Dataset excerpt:
——

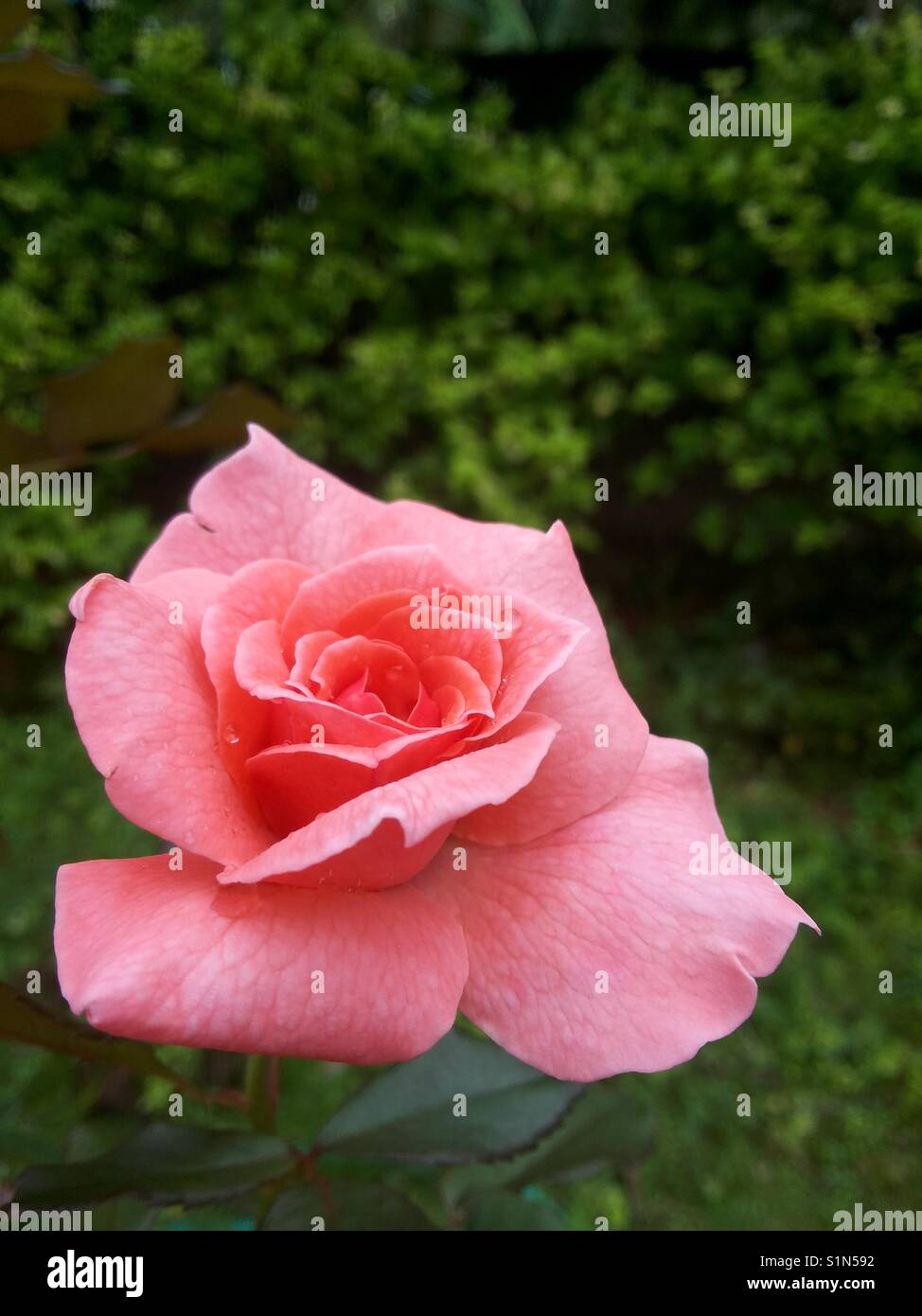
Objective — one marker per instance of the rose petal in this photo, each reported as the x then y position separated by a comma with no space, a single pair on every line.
416,809
260,591
354,591
263,503
193,589
596,951
149,953
146,712
585,697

——

§ **Your objective**
Rewrite the lines of the material above with "rose petal" changed to "flower petal" and everything else left as it is. Leave the pictures out of your answer.

§ **Exercise output**
Objective — one marker per instance of the flower petal in this photo, each reported as the x then y position separated by a comma with no space, a single pair on every line.
416,809
260,591
354,591
263,503
193,589
596,951
149,953
146,712
585,697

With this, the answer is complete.